Reproduce, character for character, the stretch of lines from the one containing "# Provide the mask of every instance of the misty" through the last line of the records, both ends included.

--- BEGIN Dataset content ---

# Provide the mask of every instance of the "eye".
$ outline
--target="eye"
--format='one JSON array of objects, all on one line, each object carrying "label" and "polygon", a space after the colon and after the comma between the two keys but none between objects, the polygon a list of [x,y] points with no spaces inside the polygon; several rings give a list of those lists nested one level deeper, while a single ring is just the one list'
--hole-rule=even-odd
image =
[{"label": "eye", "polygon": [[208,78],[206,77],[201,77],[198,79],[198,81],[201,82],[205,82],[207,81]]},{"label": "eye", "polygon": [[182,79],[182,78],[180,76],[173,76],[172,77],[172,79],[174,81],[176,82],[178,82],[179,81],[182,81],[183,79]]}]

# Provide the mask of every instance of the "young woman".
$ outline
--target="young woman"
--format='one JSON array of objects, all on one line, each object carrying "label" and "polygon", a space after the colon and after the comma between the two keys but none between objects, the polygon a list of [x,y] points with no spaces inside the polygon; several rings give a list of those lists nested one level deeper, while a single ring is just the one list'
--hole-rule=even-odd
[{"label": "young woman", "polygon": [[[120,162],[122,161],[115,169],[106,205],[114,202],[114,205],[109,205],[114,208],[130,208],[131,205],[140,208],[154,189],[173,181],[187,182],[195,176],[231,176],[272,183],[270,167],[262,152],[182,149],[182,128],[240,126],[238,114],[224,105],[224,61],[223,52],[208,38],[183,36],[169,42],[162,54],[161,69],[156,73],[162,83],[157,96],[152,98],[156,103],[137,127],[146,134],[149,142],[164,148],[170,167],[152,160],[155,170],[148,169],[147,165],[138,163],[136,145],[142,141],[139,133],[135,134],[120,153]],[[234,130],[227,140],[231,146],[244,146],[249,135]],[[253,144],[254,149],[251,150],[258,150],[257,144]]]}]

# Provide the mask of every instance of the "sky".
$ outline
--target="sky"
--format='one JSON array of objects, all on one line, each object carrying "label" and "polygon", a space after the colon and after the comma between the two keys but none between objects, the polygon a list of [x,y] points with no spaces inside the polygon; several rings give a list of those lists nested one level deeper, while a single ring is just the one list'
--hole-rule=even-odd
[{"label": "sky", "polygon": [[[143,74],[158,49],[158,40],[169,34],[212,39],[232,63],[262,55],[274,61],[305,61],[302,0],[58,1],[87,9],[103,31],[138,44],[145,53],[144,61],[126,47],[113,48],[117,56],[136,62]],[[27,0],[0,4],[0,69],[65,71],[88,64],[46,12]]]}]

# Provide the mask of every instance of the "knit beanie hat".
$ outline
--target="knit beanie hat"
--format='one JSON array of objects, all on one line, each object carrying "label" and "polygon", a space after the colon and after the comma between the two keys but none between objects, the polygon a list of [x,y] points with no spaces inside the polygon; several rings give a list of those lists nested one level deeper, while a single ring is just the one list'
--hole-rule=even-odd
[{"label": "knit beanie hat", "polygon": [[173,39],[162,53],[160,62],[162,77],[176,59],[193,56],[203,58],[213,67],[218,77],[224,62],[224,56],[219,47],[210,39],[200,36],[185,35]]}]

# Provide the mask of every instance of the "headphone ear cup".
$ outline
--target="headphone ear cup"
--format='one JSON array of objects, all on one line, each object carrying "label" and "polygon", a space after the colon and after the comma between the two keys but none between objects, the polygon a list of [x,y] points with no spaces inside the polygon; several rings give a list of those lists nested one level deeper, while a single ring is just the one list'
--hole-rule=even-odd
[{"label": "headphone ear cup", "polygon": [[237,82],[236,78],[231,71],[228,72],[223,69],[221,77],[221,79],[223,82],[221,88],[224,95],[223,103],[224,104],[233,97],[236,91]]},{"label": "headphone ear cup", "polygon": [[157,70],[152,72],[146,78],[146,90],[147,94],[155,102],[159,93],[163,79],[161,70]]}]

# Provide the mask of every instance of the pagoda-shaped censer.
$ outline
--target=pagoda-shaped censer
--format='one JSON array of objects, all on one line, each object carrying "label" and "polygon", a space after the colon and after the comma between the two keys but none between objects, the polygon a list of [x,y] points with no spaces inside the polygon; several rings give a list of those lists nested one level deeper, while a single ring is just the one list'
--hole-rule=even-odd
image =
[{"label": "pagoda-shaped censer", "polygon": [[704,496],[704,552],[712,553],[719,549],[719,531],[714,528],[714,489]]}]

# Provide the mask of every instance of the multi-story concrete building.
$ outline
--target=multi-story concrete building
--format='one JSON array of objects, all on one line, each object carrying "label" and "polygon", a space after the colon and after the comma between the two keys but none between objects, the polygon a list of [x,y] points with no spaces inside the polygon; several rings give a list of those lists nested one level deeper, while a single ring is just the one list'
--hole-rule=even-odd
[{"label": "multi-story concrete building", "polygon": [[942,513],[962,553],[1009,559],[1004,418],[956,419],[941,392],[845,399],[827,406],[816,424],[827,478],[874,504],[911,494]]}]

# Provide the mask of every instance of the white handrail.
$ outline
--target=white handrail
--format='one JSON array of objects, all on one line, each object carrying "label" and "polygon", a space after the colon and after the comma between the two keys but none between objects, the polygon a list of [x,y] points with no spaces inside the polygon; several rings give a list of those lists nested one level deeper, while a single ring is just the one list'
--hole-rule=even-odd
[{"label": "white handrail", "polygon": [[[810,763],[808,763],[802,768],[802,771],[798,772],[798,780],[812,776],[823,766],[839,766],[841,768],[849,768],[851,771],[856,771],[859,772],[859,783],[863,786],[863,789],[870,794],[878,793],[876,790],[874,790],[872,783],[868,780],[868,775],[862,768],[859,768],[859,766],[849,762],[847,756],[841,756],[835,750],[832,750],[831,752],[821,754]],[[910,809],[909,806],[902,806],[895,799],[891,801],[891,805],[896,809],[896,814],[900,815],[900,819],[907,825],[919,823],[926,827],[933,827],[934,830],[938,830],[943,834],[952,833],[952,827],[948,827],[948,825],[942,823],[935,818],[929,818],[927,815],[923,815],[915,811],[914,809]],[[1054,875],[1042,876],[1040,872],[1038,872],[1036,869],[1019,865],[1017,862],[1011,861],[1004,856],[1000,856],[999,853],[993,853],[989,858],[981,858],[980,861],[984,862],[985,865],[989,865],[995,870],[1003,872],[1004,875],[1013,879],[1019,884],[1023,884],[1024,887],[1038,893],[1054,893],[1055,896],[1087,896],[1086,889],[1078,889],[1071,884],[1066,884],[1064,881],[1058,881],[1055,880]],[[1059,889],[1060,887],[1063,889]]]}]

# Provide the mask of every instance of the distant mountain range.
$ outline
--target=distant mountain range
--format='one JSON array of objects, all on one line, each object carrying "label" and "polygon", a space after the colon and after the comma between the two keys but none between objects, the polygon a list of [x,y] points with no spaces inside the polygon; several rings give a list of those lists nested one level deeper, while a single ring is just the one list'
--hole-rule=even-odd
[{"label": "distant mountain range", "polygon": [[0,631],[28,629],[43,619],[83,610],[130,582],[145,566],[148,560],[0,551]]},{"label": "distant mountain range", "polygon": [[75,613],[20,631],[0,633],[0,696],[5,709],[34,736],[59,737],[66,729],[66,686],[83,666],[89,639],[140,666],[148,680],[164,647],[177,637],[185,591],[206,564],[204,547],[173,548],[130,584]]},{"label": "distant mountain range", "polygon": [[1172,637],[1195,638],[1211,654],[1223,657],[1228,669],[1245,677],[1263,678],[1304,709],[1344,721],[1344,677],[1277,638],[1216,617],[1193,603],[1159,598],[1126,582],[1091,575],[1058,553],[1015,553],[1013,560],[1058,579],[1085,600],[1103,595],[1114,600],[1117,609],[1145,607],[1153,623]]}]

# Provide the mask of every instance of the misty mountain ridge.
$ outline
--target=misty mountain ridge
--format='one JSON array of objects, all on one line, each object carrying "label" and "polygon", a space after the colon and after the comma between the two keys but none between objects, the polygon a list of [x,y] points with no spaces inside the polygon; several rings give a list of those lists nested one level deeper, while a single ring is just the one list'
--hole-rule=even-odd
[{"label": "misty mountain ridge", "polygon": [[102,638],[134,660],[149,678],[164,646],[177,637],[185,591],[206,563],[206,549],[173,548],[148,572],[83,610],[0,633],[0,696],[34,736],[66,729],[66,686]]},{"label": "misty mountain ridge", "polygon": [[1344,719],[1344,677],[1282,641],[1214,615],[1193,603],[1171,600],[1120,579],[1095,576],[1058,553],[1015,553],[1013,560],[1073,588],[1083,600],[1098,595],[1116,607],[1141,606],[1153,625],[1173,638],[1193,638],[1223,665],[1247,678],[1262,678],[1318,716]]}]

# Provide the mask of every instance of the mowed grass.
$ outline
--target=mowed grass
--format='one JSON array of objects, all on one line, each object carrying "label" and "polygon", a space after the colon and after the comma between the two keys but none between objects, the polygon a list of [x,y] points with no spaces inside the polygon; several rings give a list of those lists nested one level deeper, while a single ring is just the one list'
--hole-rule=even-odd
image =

--- END Dataset content ---

--- Response to the task ---
# Provide the mask of every instance of the misty mountain ridge.
$ outline
--target=misty mountain ridge
--format='one JSON array of objects, all on one line, each object carrying "label" and "polygon", a space after the colon and after the comma between the two keys but none between objects, the polygon a list of [x,y] points with no spaces inside the polygon; several rings give a list of those lists nested one level deeper, while a single ring is just the one list'
--hole-rule=even-odd
[{"label": "misty mountain ridge", "polygon": [[102,638],[134,660],[149,678],[164,646],[177,637],[185,591],[206,563],[206,549],[173,548],[148,572],[83,610],[0,633],[0,696],[34,736],[66,729],[66,686]]},{"label": "misty mountain ridge", "polygon": [[1344,719],[1344,677],[1282,641],[1214,615],[1193,603],[1171,600],[1120,579],[1095,576],[1058,553],[1015,553],[1013,560],[1073,588],[1083,600],[1098,595],[1116,607],[1141,606],[1153,625],[1173,638],[1193,638],[1223,665],[1247,678],[1262,678],[1318,716]]}]

# Provide the mask of every instance of the mowed grass.
$ outline
--target=mowed grass
--format='one JSON array of objects, all on one line, each object carrying "label" and "polygon", a space after the colon and after the comma between the two keys but none between objects, the polygon a list of [x,y] points with no spaces inside the polygon; several rings give a list of those lists nested one level deeper, while a single ring is just the one list'
--hole-rule=even-odd
image =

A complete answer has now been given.